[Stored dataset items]
* * * * *
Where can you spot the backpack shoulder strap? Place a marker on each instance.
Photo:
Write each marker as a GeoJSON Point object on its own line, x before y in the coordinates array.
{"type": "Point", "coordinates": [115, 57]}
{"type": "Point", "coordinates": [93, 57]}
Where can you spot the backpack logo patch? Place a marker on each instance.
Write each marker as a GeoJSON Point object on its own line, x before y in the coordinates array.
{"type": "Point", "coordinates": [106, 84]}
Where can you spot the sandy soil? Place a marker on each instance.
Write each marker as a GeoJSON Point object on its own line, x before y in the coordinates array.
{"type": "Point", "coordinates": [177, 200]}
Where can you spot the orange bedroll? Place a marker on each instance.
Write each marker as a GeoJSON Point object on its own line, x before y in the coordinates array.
* * * * *
* Problem requirements
The lines of the data, from the first through the one containing "Where can you spot the sandy", are to be transcribed exactly.

* Response to the task
Where can you spot the backpack shoulder strap? Place a marker on each instance.
Photo:
Write each marker as a GeoJSON Point object on its own line, x before y in the coordinates array.
{"type": "Point", "coordinates": [115, 57]}
{"type": "Point", "coordinates": [93, 57]}
Where can you spot the backpack logo patch? Place a marker on each instance.
Write each marker as a GeoJSON Point object on its own line, x before y in the coordinates array.
{"type": "Point", "coordinates": [106, 84]}
Where can you spot the sandy soil? Place a marker on each instance.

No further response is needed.